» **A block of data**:
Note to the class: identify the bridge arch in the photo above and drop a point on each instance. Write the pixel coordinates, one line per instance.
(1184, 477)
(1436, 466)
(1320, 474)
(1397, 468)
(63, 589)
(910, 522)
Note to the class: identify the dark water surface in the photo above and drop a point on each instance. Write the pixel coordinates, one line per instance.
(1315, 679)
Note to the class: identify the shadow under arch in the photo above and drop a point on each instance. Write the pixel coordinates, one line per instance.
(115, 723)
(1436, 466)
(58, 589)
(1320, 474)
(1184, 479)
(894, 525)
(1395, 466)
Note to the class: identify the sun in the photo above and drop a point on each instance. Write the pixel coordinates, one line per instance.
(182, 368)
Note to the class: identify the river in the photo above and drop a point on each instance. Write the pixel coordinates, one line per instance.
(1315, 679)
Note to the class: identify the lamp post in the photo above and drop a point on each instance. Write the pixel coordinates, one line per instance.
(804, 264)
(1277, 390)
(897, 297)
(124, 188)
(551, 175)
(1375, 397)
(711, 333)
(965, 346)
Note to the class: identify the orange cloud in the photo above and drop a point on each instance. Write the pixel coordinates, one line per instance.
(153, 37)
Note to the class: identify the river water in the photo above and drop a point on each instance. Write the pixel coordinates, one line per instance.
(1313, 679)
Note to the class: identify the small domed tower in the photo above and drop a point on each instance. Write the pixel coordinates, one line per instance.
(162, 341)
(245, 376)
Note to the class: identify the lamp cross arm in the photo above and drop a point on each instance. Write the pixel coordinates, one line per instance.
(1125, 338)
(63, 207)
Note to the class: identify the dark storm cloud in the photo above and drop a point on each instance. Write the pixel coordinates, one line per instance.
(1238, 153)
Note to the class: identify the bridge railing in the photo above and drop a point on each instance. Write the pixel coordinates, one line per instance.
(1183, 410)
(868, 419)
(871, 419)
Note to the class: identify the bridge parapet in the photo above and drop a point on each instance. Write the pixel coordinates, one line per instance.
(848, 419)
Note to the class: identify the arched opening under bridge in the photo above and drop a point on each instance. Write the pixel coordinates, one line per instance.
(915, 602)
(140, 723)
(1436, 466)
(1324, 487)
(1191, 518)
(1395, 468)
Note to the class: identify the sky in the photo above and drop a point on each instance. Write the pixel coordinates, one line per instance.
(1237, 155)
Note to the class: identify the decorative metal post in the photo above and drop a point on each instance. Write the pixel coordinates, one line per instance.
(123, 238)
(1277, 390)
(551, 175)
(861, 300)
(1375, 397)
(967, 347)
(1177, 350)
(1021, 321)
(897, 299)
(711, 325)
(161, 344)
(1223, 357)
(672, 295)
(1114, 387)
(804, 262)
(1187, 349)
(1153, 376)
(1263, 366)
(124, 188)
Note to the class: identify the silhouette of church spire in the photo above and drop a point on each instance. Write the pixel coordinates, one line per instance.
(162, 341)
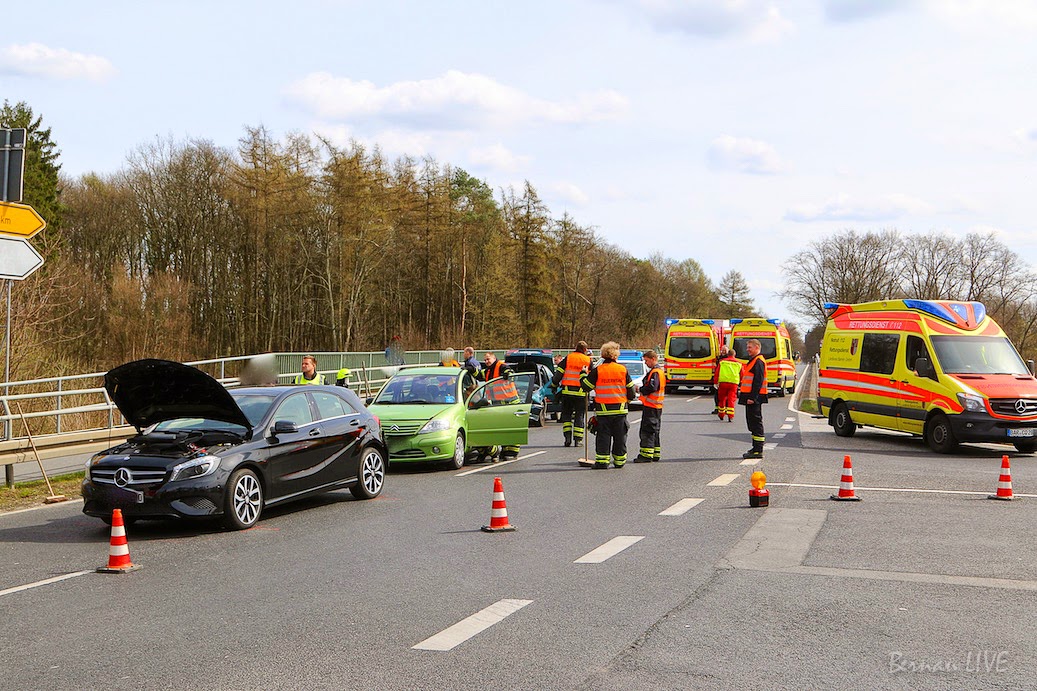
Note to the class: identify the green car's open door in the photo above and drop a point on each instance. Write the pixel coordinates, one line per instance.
(498, 412)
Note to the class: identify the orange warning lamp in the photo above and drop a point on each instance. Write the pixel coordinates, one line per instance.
(758, 496)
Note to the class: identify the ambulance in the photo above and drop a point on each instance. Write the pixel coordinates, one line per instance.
(776, 347)
(943, 370)
(691, 352)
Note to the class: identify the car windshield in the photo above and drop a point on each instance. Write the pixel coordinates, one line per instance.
(635, 368)
(690, 347)
(419, 388)
(767, 348)
(255, 406)
(978, 355)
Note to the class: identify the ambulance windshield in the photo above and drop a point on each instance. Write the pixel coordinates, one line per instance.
(690, 347)
(767, 348)
(978, 355)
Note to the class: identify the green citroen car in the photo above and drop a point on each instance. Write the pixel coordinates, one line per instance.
(441, 414)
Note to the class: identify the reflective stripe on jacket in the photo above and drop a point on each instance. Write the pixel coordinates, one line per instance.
(749, 374)
(654, 399)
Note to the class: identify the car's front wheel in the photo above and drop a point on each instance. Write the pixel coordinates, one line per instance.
(372, 474)
(939, 435)
(243, 502)
(458, 458)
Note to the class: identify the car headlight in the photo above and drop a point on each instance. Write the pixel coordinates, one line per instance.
(203, 465)
(436, 424)
(972, 403)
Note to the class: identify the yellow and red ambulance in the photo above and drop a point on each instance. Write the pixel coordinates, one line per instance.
(776, 347)
(941, 369)
(691, 352)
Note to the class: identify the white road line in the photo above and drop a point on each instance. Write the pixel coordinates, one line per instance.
(458, 633)
(65, 577)
(681, 507)
(723, 479)
(892, 489)
(491, 466)
(610, 549)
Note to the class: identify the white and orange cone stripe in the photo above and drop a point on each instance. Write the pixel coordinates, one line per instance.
(846, 482)
(1004, 481)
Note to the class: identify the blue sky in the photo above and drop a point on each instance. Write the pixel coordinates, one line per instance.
(733, 132)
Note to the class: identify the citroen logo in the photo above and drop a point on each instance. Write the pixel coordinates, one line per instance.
(123, 476)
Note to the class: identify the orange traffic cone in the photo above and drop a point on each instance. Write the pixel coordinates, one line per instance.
(1004, 481)
(846, 484)
(118, 551)
(499, 510)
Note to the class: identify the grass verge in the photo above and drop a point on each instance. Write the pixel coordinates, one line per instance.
(27, 495)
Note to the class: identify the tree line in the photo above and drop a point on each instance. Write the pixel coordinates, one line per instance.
(192, 250)
(852, 267)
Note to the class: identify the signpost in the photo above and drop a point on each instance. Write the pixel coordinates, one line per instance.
(20, 220)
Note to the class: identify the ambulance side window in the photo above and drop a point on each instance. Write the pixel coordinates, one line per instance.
(878, 353)
(916, 349)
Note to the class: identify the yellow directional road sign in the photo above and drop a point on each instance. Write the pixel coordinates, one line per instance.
(20, 220)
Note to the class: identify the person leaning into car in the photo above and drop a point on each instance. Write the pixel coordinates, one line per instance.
(572, 397)
(310, 375)
(503, 391)
(613, 388)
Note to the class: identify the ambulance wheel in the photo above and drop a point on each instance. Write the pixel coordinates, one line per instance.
(939, 435)
(841, 421)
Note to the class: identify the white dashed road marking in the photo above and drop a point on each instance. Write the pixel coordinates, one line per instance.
(19, 588)
(681, 507)
(458, 633)
(492, 466)
(610, 549)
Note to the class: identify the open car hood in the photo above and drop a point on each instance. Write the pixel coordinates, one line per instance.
(149, 391)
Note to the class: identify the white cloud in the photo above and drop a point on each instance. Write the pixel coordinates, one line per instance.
(497, 157)
(39, 60)
(569, 194)
(757, 19)
(454, 100)
(851, 10)
(843, 208)
(746, 156)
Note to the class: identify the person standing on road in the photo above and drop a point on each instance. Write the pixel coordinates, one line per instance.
(728, 376)
(573, 398)
(613, 388)
(752, 394)
(309, 375)
(652, 390)
(503, 392)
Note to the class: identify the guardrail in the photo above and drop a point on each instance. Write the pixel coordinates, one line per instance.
(74, 414)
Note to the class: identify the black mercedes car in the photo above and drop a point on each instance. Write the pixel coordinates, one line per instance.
(203, 451)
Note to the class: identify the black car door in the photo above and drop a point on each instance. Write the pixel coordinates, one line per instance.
(342, 431)
(296, 457)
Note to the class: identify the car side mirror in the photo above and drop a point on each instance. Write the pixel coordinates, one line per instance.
(284, 427)
(925, 368)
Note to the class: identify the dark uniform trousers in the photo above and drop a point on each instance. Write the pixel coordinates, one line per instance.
(651, 422)
(611, 438)
(754, 420)
(573, 412)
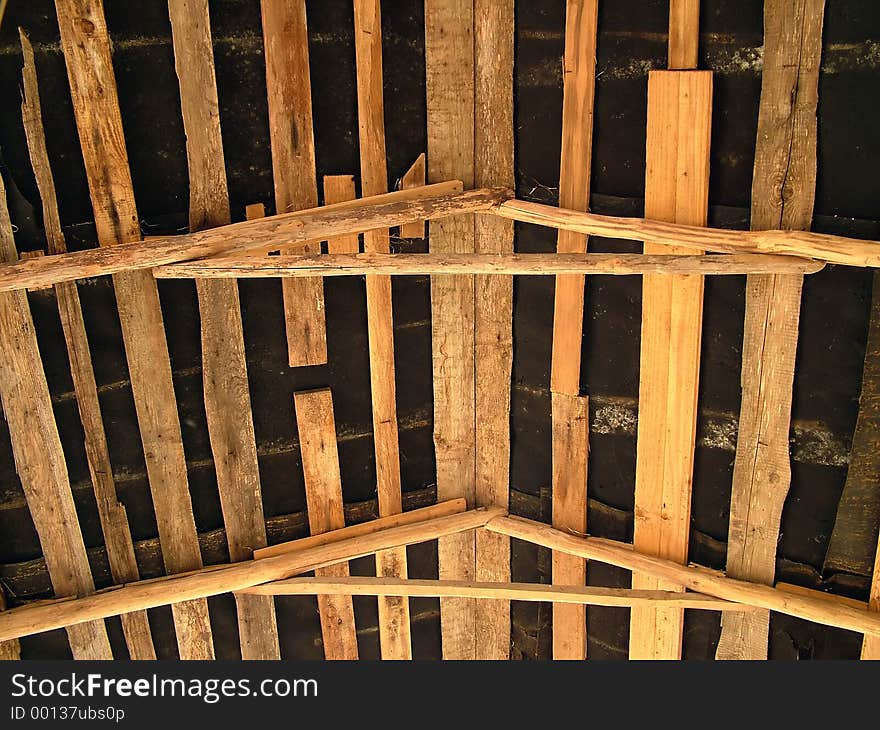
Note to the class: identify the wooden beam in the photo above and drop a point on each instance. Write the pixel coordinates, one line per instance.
(111, 512)
(394, 624)
(413, 178)
(261, 235)
(695, 578)
(489, 266)
(576, 595)
(86, 45)
(49, 615)
(340, 189)
(39, 458)
(684, 34)
(449, 66)
(783, 193)
(292, 136)
(570, 448)
(443, 509)
(676, 190)
(832, 249)
(493, 309)
(317, 437)
(224, 365)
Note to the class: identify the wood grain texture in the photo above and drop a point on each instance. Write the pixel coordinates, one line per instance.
(48, 615)
(394, 623)
(810, 607)
(224, 366)
(449, 59)
(783, 194)
(340, 189)
(320, 458)
(414, 177)
(579, 86)
(493, 305)
(292, 137)
(676, 189)
(684, 34)
(39, 458)
(570, 451)
(111, 512)
(86, 45)
(494, 269)
(853, 544)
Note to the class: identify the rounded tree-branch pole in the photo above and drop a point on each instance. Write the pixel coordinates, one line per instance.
(832, 249)
(530, 264)
(695, 578)
(222, 579)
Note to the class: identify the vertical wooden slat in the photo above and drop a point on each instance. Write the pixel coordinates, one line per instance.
(39, 458)
(286, 43)
(783, 194)
(394, 626)
(320, 458)
(224, 367)
(449, 56)
(493, 322)
(114, 520)
(86, 47)
(567, 407)
(676, 190)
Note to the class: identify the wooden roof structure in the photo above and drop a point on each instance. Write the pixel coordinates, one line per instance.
(460, 194)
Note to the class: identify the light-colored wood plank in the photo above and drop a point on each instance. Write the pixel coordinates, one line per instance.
(676, 189)
(490, 267)
(569, 512)
(450, 507)
(86, 45)
(292, 136)
(49, 615)
(449, 64)
(783, 193)
(493, 317)
(695, 578)
(39, 458)
(256, 235)
(820, 246)
(394, 624)
(413, 178)
(579, 82)
(320, 458)
(340, 189)
(575, 595)
(224, 367)
(112, 514)
(684, 34)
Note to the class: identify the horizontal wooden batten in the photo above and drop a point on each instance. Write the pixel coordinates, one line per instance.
(702, 580)
(579, 595)
(266, 234)
(832, 249)
(532, 264)
(215, 580)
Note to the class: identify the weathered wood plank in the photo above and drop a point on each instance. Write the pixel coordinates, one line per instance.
(39, 458)
(112, 514)
(676, 189)
(320, 458)
(493, 304)
(292, 136)
(48, 615)
(783, 193)
(449, 59)
(86, 45)
(569, 512)
(224, 367)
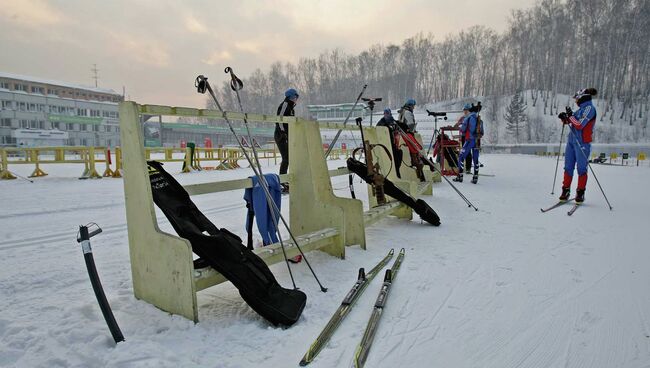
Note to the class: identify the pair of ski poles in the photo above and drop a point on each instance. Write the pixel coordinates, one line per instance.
(236, 85)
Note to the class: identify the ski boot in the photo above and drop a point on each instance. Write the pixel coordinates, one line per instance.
(475, 177)
(566, 192)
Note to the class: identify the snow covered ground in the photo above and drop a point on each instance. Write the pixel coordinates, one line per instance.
(506, 286)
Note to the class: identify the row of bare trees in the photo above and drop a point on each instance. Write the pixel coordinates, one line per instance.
(554, 47)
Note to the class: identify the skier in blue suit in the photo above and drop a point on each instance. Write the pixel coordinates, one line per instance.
(469, 125)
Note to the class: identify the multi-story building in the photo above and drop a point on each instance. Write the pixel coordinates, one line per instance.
(336, 112)
(40, 112)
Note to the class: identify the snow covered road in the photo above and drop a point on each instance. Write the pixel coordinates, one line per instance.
(506, 286)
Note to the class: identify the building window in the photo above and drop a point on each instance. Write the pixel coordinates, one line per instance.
(5, 140)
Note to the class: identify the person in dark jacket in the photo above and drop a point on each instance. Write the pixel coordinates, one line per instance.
(281, 134)
(389, 122)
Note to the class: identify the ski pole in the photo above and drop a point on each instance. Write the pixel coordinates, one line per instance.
(202, 85)
(557, 163)
(407, 137)
(336, 137)
(588, 164)
(84, 238)
(236, 85)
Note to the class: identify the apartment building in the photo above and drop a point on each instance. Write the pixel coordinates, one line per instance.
(41, 112)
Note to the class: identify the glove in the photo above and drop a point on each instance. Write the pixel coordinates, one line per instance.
(569, 112)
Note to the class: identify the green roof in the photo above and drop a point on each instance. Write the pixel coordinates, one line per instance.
(217, 129)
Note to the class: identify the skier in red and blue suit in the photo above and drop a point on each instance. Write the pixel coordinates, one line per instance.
(578, 148)
(469, 128)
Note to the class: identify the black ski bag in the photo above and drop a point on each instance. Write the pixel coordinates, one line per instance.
(225, 252)
(419, 206)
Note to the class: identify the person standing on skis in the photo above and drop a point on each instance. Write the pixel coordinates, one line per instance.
(281, 134)
(464, 137)
(469, 128)
(578, 148)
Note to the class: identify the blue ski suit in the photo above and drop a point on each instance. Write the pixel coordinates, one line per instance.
(470, 123)
(260, 207)
(581, 126)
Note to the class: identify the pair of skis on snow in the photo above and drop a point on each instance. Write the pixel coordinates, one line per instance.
(361, 353)
(560, 203)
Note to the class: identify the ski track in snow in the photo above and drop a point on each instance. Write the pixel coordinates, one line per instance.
(506, 286)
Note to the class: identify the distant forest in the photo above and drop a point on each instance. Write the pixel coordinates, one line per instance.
(555, 47)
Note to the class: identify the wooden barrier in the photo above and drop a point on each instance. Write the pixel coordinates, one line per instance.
(162, 264)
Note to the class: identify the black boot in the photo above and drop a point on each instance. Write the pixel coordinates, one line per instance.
(426, 212)
(566, 192)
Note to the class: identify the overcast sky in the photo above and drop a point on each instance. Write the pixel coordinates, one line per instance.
(157, 47)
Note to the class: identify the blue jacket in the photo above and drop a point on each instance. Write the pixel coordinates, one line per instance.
(256, 195)
(582, 122)
(470, 122)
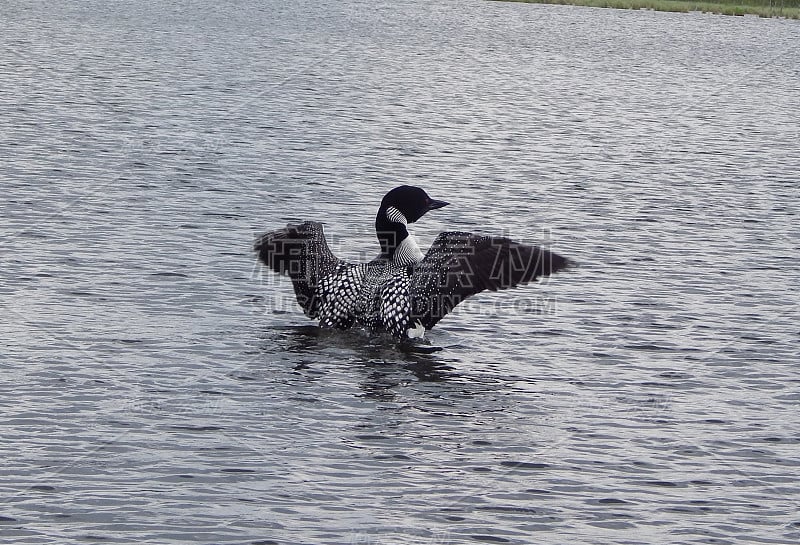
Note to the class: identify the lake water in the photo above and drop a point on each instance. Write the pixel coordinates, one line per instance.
(159, 387)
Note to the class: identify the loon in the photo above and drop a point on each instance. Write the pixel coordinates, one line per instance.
(402, 291)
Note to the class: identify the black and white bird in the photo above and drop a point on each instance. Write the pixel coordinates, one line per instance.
(402, 291)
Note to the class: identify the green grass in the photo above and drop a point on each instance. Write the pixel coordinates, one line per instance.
(763, 8)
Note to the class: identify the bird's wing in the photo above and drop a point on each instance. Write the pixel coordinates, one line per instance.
(302, 252)
(459, 265)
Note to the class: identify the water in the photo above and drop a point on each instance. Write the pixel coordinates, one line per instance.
(158, 387)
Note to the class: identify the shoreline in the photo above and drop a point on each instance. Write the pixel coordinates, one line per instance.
(788, 9)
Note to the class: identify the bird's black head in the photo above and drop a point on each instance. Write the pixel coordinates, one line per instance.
(399, 207)
(411, 202)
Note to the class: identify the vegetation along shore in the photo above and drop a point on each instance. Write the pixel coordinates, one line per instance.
(763, 8)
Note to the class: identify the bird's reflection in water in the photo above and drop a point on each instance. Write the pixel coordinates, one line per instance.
(388, 363)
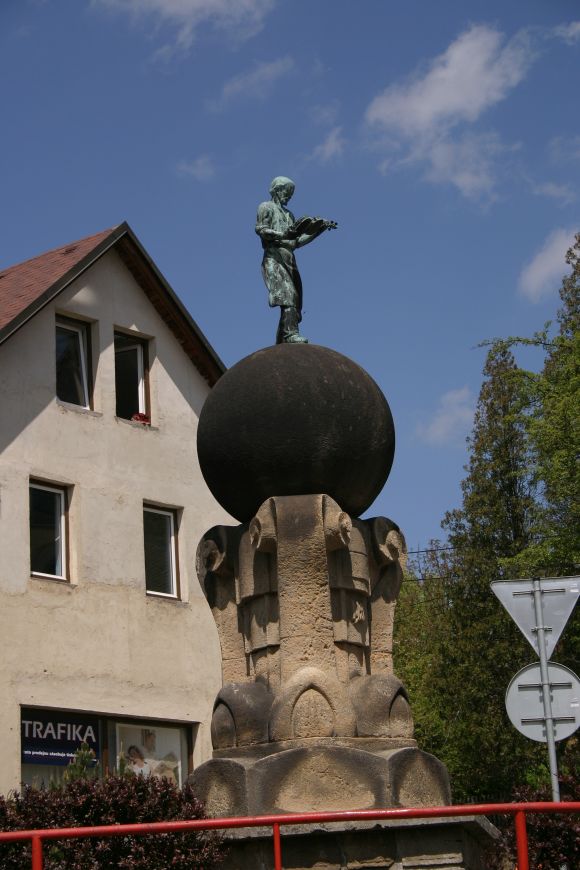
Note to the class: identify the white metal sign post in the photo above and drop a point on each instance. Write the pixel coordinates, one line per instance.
(541, 608)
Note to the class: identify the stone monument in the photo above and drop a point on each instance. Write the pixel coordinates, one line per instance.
(296, 441)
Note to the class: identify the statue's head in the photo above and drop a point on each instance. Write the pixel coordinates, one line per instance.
(282, 185)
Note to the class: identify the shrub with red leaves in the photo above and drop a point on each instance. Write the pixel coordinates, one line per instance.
(109, 801)
(553, 838)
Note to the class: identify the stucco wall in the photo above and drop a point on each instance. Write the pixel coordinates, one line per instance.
(99, 643)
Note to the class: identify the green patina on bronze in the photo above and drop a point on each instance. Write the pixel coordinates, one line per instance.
(281, 234)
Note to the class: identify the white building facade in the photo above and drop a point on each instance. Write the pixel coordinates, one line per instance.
(106, 635)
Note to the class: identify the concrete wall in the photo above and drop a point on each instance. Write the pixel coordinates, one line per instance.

» **Goal**:
Give again the lines from the line holding "Note to the class: identify the stucco" through the close of the listing, both included, exactly as written and with nothing else.

» **Exercise solution**:
Note to the class: identify the stucco wall in the photo above and drop a point on each instance. Write the pixel coordinates, one line per instance.
(99, 643)
Note to the class: identify the green patina on bronze in the photo above and drop a point on each instance. Write the pixel coordinates, one line per instance.
(281, 234)
Note to the class: identify the white building facade in the photo above and drop a point on each instance. Write the pixel coordinates, one line per instance.
(106, 635)
Note to the class: identify the concrete wall in the photo above and drop a point on each instance. Write the pixel coordinates, one line per instance.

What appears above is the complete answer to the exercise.